TASK MATERIAL:
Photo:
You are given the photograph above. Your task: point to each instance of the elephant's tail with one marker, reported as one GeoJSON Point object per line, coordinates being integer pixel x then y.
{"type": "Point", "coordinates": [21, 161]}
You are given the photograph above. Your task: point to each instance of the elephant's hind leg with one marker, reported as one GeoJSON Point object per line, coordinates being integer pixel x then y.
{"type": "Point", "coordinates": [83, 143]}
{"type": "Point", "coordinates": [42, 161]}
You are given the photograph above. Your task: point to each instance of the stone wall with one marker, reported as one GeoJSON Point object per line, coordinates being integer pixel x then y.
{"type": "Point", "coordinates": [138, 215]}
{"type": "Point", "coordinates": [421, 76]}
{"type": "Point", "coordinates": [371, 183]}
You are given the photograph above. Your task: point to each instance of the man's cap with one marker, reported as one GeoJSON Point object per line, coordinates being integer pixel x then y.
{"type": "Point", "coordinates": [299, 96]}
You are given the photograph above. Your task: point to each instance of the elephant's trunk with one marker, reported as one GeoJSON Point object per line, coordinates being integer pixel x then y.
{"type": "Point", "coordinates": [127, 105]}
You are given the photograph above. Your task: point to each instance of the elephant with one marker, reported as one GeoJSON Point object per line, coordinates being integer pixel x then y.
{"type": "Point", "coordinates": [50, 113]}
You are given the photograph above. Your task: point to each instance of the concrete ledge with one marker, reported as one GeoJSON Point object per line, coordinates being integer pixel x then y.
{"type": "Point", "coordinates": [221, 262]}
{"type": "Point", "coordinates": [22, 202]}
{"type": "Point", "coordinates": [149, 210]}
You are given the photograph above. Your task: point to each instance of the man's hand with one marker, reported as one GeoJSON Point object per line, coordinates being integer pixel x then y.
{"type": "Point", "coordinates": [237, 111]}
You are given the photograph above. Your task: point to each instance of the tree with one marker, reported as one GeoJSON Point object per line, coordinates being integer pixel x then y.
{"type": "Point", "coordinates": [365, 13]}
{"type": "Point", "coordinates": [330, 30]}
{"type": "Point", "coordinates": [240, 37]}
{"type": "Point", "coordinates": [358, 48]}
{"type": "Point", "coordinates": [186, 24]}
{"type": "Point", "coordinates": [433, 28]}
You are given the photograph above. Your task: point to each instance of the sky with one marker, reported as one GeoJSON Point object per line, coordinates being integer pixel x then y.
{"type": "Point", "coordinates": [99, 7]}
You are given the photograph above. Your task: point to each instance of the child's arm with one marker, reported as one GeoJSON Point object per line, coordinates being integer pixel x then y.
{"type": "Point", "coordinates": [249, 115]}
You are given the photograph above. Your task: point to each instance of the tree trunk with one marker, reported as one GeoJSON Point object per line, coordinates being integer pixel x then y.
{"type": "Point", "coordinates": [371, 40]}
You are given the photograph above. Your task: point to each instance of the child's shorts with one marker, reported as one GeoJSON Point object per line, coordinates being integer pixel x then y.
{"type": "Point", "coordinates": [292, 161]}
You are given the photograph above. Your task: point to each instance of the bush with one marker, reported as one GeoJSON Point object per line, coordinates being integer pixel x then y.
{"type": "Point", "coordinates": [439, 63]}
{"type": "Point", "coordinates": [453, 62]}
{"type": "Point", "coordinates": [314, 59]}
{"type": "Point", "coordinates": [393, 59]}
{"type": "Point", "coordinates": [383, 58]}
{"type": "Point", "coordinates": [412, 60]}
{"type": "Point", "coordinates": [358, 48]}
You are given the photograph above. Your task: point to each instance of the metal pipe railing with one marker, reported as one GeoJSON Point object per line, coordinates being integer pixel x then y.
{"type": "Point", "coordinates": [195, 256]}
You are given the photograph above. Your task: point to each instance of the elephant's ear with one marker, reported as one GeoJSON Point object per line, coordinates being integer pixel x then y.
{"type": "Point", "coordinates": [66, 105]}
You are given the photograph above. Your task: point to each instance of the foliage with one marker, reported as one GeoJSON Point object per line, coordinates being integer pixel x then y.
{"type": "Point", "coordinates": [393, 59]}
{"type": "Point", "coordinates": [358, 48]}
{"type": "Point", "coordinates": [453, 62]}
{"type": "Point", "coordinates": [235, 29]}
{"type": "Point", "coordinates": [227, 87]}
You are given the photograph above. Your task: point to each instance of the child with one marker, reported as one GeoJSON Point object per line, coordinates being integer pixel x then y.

TO DO:
Reproduce without alteration everything from the line containing "of the metal" down to the final line of the rows above.

RESPONSE:
You are given the photograph above. Your task: point to each instance of the metal pipe railing with one marker, reported as one GeoJSON Point object per line, coordinates being integer pixel x then y.
{"type": "Point", "coordinates": [195, 256]}
You are given the photograph above. Your task: point to each instance of the elephant's ear with one marker, reported as one GeoJSON Point object per line, coordinates being integer pixel x then y.
{"type": "Point", "coordinates": [66, 105]}
You are given the photograph above. Your task: point to each instance of the foliage with one marker, reported as one GeoJSON Point object per line, coordinates being integer pixel x then y.
{"type": "Point", "coordinates": [393, 59]}
{"type": "Point", "coordinates": [358, 48]}
{"type": "Point", "coordinates": [453, 62]}
{"type": "Point", "coordinates": [235, 29]}
{"type": "Point", "coordinates": [227, 87]}
You are given the photograph above. Your task: point to each instance of the child with one marker, reported as one GeoJSON Point object per line, coordinates being integer pixel x then y.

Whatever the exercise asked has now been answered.